▼▼▼

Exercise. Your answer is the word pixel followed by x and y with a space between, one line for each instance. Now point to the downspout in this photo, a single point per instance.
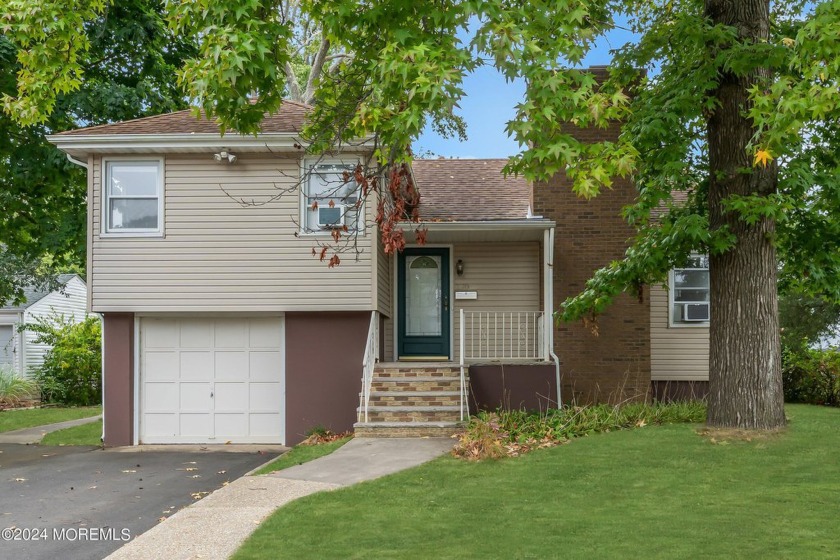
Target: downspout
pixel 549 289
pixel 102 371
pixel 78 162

▲▲▲
▼▼▼

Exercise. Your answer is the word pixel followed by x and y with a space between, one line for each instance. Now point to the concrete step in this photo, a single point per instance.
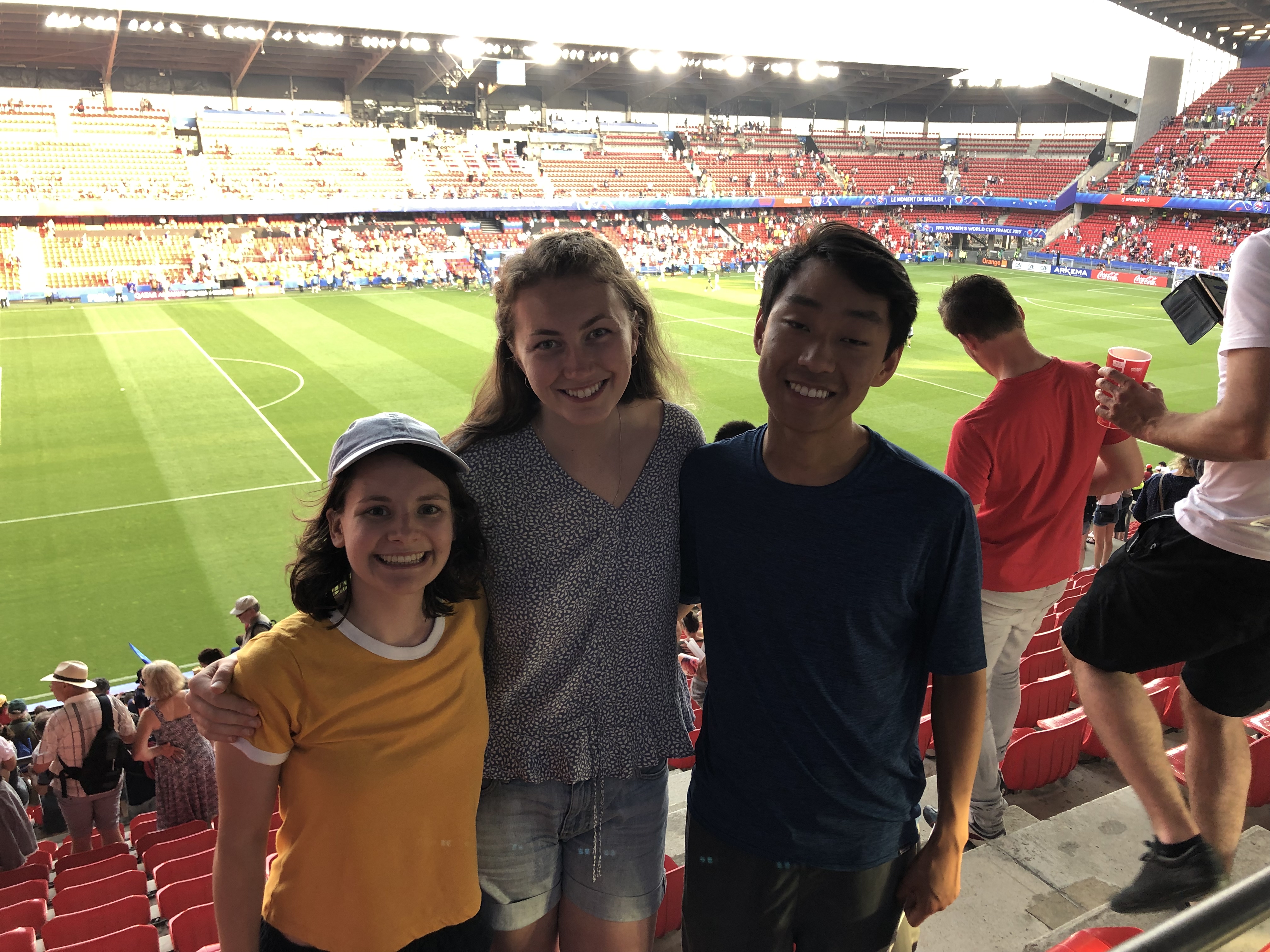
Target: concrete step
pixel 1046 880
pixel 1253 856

▲▲▲
▼▼▼

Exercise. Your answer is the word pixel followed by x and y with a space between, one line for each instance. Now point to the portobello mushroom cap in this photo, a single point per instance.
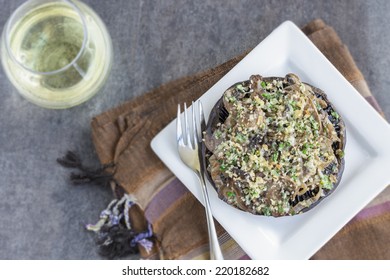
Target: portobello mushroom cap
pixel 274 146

▲▲▲

* **What is being asked**:
Find the string "followed" in the material above. Then copy each line that has it.

* **Solution**:
Exercise. Your answer is the word pixel followed by x and y with a space between, one line for each instance. Now point to the downspout in this photo, a single point per instance.
Exercise. Your answer is the word pixel followed by x and y with a space between, one line for each instance. Now point to the concrete step in this photo, a single point per instance.
Exercise. Your answer is the word pixel followed by x and y with a space between, one line for each instance. Now point to the portobello mushroom cap in this photo, a single point per instance.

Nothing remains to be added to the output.